# [TO BE DONE]
Please rewrite the data from the line with "the blue court" to the line with "x=207 y=719", replacing "court floor" with "court surface" and leaving everything else unchanged.
:::
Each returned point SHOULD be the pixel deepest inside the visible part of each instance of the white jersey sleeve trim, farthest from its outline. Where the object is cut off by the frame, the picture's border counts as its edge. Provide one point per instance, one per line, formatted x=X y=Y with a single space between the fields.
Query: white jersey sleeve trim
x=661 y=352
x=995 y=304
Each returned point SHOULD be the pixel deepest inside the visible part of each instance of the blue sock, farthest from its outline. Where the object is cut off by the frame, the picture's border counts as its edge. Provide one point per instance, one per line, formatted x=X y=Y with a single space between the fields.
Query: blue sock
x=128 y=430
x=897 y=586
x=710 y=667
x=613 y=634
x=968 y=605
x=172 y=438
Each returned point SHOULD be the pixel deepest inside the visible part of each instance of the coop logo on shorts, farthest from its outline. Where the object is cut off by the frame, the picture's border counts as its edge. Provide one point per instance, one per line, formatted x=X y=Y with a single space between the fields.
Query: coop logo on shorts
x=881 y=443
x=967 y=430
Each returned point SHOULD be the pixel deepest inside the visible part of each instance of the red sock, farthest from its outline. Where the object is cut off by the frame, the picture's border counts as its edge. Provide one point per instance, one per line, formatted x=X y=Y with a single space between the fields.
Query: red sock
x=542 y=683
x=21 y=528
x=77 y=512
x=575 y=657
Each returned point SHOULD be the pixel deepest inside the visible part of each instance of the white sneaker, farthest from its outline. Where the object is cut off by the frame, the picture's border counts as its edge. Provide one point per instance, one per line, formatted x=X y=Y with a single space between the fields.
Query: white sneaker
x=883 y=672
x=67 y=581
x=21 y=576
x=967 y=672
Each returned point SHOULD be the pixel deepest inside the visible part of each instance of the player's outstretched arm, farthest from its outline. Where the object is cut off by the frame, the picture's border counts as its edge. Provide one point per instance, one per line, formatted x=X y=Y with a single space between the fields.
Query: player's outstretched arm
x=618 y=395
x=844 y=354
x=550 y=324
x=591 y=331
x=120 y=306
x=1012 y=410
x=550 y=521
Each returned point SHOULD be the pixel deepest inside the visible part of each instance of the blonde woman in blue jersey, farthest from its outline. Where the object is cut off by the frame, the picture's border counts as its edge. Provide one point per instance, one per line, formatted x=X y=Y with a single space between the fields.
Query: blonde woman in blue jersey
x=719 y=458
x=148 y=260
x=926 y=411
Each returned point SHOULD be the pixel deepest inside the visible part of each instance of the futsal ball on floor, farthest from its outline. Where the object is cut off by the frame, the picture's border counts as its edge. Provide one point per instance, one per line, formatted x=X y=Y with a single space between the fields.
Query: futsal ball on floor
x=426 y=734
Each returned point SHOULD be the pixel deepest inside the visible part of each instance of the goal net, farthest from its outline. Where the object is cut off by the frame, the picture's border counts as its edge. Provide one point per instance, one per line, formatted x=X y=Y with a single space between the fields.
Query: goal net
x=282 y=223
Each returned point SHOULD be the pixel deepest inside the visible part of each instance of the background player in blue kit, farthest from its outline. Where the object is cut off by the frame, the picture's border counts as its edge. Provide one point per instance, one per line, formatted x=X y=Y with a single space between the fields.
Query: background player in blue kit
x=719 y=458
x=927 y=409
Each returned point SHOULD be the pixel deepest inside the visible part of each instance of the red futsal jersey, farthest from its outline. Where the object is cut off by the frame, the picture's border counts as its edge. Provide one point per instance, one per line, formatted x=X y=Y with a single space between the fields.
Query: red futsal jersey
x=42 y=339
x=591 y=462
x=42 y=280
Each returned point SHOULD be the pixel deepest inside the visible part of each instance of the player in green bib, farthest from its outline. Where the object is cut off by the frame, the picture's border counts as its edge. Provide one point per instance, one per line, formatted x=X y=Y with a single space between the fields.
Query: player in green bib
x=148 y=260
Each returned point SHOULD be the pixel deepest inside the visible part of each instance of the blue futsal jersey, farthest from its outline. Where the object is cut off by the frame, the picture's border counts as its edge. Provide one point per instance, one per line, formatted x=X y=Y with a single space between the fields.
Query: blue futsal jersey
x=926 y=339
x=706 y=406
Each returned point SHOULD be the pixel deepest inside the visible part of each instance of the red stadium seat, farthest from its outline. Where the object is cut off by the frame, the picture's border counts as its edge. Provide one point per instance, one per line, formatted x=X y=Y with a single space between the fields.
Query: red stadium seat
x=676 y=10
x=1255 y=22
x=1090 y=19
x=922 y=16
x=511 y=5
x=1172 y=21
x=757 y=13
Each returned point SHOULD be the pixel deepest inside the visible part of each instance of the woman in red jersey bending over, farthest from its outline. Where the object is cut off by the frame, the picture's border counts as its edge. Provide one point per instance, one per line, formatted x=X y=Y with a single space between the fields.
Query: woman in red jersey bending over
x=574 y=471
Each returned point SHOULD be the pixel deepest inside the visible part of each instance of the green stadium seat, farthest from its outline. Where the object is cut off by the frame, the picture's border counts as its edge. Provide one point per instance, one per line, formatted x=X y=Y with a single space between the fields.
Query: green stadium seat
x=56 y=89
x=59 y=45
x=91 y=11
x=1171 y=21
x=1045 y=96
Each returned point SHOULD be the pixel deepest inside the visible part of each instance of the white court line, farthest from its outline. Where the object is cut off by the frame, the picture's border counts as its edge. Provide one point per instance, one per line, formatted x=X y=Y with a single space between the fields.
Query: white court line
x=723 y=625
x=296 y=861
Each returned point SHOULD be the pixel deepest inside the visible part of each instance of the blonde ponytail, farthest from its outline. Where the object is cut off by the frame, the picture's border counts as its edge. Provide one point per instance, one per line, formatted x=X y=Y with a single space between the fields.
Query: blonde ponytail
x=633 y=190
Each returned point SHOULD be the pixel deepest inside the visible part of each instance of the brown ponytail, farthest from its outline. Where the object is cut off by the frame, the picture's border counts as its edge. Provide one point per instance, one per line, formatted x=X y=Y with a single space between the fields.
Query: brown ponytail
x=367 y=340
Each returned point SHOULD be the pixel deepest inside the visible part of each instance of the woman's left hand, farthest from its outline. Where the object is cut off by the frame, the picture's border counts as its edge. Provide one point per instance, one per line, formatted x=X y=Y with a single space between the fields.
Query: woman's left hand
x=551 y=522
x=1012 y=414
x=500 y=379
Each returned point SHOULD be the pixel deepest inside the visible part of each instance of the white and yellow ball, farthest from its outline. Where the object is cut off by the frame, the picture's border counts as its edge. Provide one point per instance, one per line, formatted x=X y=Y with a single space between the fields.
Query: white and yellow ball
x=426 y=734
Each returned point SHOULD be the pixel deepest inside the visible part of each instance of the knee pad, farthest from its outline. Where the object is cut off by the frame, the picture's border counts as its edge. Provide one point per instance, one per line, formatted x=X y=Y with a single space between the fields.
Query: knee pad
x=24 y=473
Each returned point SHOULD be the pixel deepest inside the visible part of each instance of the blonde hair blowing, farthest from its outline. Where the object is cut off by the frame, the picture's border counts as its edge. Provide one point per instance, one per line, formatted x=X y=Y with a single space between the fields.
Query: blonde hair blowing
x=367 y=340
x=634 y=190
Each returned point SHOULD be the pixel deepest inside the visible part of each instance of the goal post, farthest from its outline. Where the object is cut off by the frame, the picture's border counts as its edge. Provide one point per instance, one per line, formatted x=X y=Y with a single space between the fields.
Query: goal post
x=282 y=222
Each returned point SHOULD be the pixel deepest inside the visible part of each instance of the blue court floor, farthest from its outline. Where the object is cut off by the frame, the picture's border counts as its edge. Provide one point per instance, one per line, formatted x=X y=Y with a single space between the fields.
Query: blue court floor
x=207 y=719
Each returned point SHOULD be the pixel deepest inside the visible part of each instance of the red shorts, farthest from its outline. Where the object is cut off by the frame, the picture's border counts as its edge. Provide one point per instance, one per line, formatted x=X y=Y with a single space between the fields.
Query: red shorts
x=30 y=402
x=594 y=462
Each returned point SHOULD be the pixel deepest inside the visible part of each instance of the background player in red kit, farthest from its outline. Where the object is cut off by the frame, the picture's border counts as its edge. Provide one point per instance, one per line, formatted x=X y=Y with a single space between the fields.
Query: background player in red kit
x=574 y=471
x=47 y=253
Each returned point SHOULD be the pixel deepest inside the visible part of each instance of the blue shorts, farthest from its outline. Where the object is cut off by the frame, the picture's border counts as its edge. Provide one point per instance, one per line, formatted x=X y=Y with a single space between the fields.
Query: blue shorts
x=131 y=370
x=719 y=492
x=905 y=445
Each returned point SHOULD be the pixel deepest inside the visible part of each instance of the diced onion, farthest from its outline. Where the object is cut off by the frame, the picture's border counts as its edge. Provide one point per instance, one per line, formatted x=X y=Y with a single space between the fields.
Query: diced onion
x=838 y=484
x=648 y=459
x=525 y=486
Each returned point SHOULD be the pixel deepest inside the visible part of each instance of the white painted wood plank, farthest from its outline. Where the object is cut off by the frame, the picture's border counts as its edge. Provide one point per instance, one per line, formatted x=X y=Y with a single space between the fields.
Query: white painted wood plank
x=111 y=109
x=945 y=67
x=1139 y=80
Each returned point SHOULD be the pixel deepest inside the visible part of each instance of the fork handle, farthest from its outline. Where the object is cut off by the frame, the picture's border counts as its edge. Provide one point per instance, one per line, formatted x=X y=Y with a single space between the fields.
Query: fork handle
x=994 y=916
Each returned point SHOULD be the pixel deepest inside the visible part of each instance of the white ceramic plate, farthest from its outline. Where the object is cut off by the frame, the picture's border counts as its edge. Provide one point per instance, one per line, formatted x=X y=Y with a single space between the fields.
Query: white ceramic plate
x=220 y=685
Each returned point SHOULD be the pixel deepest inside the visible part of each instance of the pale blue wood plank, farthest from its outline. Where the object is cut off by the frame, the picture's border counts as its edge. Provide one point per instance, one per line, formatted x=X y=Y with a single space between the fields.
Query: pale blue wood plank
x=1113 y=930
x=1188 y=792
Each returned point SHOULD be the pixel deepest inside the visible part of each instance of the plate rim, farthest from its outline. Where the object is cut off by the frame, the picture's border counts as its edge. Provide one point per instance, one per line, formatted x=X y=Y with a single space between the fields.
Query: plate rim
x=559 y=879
:::
# [FINAL RESULT]
Each returned point SHOULD be the pixel deepest inside the visible part of each instance of the blue court surface, farthest from its outline. Where the object is cut off by the frame, the picture's border counts as its edge. Provide one point per instance, one per line, formatted x=X y=Y with a single space between the fields.
Query: blue court surface
x=207 y=719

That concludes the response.